SELECTED EXTRACT —
+===+

While data on policing can be fragmented and incomplete, Edwards recommended resources such as the Center for Policing Equity, the Stanford Open Policing Project, and Mapping Police Violence.

What reform research tells us

Police reform efforts have a long history in the United States, and recommendations are often repeated over the years, said Headley, a visiting scholar at the National Police Foundation.

“To me, it really begs the question of evaluating whether or not they work,” she said.

But there’s still little conclusive research on many of these strategies, she said. And some efforts might work well in one particular area but not improve all desired outcomes.

For example, some research shows implicit bias training can improve officer knowledge but has no impact on police enforcement outcomes or disparities. Community policing has a positive impact on public satisfaction and the perception of police legitimacy but has a limited effect on crime reduction, research shows. While crisis intervention training is “promising,” there is limited evidence on its ability to deescalate situations, avoid the use of force, and aid conflict resolution, she said.  

There is, however, evidence to suggest that hiring women can lead to less use of force and lower levels of force. And some research links more officers of color with decreases in crime complaints, arrests and use of force when compared to white officers, she said. There’s mixed evidence on body cameras with some research showing effectiveness in reduced use of force, arrests and complaints while other research suggests cameras make no difference by those measures.

In addition to calls for reform policing, there are also calls to defund policing, investing those resources in communities’ social services, health, economic, and educational opportunities instead. Some research suggests community-based programs — such as improved access to mental health services and expanded substance abuse treatment centers — can lead to crime reductions. But the jury is still out on  the overall “cost-benefit tradeoffs” associated with these shifts in funding, she said.

A powerful case study  

The “Walking While Black” project — reported by Sanders and Kate Rabinowitz of ProPublica, and Benjamin Conarck, then of the Florida Times-Union — originated from a viral video of a young Black man threatened with jail time after jaywalking. Conarck initially covered the events in a daily story.  

Sanders was intrigued and reached out to Conarck. Together, they started digging into the data to see just how common these kinds of police interactions were.

+===+

STORED DATA —

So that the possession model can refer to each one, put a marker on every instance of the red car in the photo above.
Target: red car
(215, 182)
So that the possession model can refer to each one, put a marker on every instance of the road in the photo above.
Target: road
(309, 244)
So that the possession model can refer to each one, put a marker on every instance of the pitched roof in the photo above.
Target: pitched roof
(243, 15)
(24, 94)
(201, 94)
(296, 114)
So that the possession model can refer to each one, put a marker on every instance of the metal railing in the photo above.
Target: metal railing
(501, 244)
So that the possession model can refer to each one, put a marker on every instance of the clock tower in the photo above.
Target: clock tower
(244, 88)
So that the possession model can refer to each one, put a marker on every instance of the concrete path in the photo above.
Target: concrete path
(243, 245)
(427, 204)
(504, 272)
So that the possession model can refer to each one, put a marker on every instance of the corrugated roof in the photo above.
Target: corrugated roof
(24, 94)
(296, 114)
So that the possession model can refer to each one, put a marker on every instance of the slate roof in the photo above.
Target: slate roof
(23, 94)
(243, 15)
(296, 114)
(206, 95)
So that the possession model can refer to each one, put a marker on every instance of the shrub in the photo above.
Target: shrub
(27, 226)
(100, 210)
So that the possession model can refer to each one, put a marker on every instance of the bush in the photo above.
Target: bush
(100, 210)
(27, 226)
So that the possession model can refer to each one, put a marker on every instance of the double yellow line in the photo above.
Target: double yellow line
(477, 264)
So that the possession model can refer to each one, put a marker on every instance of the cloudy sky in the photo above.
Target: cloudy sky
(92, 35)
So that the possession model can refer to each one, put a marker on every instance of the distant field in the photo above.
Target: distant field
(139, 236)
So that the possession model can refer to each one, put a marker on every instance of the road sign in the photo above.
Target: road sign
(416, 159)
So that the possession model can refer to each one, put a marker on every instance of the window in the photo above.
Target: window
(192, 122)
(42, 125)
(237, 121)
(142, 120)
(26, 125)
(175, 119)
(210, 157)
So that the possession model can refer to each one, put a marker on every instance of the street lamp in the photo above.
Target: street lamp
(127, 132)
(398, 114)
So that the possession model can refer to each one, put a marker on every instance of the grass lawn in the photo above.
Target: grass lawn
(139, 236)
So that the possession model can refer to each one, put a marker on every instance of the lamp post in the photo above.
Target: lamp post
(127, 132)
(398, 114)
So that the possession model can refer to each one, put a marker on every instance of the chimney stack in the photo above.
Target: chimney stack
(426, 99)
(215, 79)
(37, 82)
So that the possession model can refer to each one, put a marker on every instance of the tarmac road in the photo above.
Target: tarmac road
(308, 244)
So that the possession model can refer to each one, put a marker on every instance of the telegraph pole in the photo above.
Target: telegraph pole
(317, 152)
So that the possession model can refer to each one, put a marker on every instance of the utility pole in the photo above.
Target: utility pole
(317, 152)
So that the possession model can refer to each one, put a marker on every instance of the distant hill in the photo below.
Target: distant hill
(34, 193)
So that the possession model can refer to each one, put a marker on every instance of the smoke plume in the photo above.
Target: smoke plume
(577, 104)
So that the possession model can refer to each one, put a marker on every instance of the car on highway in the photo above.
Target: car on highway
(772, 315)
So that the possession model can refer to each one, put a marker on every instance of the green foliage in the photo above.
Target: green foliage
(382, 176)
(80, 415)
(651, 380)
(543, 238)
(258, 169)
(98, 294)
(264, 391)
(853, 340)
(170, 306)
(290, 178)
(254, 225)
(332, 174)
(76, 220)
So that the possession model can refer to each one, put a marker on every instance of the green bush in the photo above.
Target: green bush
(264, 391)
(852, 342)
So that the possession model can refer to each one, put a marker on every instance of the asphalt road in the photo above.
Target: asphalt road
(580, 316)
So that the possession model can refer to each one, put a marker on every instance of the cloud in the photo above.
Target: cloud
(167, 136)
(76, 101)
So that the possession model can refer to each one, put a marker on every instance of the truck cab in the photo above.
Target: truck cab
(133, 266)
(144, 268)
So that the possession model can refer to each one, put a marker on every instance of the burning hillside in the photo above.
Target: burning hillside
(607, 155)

+===+

PROBLEM DESCRIPTION — Copy out the policing passage word for word, starting at the words "While data on" and ending after "and Mapping Police Violence.". These rows come from a separate source.

TASK OUTPUT —
While data on policing can be fragmented and incomplete, Edwards recommended resources such as the Center for Policing Equity, the Stanford Open Policing Project, and Mapping Police Violence.